** Task **
Return all of the data exactly as given.

(Extracted records)
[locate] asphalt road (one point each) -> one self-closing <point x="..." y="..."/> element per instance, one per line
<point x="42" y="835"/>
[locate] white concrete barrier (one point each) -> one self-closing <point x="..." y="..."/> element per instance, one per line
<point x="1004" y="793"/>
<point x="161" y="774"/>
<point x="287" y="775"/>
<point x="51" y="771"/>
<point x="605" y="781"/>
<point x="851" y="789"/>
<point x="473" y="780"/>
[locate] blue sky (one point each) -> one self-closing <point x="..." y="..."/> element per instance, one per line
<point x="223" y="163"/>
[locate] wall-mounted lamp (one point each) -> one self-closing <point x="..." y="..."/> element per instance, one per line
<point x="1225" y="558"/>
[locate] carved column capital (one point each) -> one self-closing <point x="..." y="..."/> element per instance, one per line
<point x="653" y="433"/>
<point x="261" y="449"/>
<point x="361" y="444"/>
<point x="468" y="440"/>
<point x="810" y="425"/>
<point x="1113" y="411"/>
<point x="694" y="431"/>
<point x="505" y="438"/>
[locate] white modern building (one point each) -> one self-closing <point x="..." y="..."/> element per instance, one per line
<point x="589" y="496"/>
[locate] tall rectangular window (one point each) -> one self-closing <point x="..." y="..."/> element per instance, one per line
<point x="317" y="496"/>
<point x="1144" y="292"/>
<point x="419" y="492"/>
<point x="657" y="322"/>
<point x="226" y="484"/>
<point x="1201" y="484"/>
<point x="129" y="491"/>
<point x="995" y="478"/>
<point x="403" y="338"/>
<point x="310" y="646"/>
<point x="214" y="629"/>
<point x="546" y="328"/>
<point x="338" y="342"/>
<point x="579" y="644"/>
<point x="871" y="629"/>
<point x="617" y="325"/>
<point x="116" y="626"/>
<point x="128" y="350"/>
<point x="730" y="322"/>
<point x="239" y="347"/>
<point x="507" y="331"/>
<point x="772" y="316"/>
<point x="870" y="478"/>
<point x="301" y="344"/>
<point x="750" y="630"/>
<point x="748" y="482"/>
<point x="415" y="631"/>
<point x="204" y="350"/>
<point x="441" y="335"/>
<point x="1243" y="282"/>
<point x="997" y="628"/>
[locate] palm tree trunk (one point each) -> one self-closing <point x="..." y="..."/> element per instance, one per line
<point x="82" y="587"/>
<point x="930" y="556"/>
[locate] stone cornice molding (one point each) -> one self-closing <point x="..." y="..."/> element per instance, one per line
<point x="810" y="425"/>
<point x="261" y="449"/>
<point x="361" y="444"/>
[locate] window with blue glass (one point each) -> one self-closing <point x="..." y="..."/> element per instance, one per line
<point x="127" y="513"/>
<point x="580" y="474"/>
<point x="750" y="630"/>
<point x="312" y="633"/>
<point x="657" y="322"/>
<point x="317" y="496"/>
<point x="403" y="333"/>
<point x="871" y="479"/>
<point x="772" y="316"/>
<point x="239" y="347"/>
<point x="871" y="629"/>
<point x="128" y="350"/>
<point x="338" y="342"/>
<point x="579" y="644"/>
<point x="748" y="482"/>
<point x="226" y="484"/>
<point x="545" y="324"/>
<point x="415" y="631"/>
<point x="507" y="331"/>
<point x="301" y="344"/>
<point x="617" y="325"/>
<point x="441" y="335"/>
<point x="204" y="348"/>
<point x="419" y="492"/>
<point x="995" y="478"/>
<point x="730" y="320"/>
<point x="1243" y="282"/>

** Problem solution **
[locate] asphalt road (one point each) -> one self-closing <point x="..." y="..."/> element per instance, one per line
<point x="42" y="835"/>
[locate] white concrete barrier (one point each) -> one self-closing <point x="..." y="..."/> element per instance, one per line
<point x="1004" y="793"/>
<point x="161" y="774"/>
<point x="287" y="775"/>
<point x="51" y="771"/>
<point x="605" y="781"/>
<point x="851" y="789"/>
<point x="473" y="780"/>
[locate] blue sky (one point each) -> one self-closing <point x="..." y="..."/> element per instance, one per line
<point x="223" y="163"/>
[locate] wall-mounted lamp (one point each) -> one self-closing <point x="..." y="..."/> element per instance, one per line
<point x="1225" y="558"/>
[locate] carved column capital (one point each) -> one self-closing <point x="..." y="..."/> element per instance, one per line
<point x="653" y="433"/>
<point x="261" y="449"/>
<point x="361" y="444"/>
<point x="468" y="440"/>
<point x="810" y="425"/>
<point x="1113" y="411"/>
<point x="694" y="431"/>
<point x="505" y="438"/>
[locate] white modern building (one point each) -> one self-closing <point x="..." y="..."/> element per instance, one per line
<point x="589" y="496"/>
[locate] tall rectangular window (one point each) -> one self-closing <point x="..." y="..."/> element per instance, one per line
<point x="317" y="496"/>
<point x="1144" y="292"/>
<point x="419" y="492"/>
<point x="657" y="322"/>
<point x="226" y="484"/>
<point x="1201" y="484"/>
<point x="129" y="491"/>
<point x="995" y="478"/>
<point x="403" y="338"/>
<point x="310" y="646"/>
<point x="214" y="629"/>
<point x="546" y="328"/>
<point x="338" y="342"/>
<point x="579" y="644"/>
<point x="871" y="629"/>
<point x="617" y="325"/>
<point x="116" y="626"/>
<point x="128" y="350"/>
<point x="730" y="322"/>
<point x="239" y="347"/>
<point x="507" y="331"/>
<point x="772" y="316"/>
<point x="870" y="478"/>
<point x="301" y="344"/>
<point x="750" y="630"/>
<point x="748" y="482"/>
<point x="415" y="631"/>
<point x="204" y="350"/>
<point x="441" y="335"/>
<point x="1243" y="282"/>
<point x="997" y="628"/>
[locate] palm tree trunk (one point each) -> one self-closing <point x="..." y="..."/> element per instance, one per line
<point x="82" y="587"/>
<point x="930" y="556"/>
[locate] stone cornice molding (one point each) -> one self-closing <point x="..." y="..."/> element per instance, one per line
<point x="810" y="425"/>
<point x="261" y="449"/>
<point x="361" y="444"/>
[locate] window with blue glass (one point each) -> one self-closing <point x="..." y="..."/> element per instance, one per line
<point x="127" y="513"/>
<point x="580" y="474"/>
<point x="750" y="630"/>
<point x="312" y="633"/>
<point x="657" y="322"/>
<point x="317" y="496"/>
<point x="403" y="333"/>
<point x="871" y="479"/>
<point x="772" y="316"/>
<point x="239" y="347"/>
<point x="871" y="629"/>
<point x="128" y="350"/>
<point x="338" y="342"/>
<point x="579" y="644"/>
<point x="748" y="482"/>
<point x="226" y="484"/>
<point x="545" y="324"/>
<point x="415" y="631"/>
<point x="507" y="331"/>
<point x="301" y="344"/>
<point x="617" y="325"/>
<point x="441" y="335"/>
<point x="204" y="348"/>
<point x="419" y="492"/>
<point x="995" y="478"/>
<point x="730" y="320"/>
<point x="1243" y="282"/>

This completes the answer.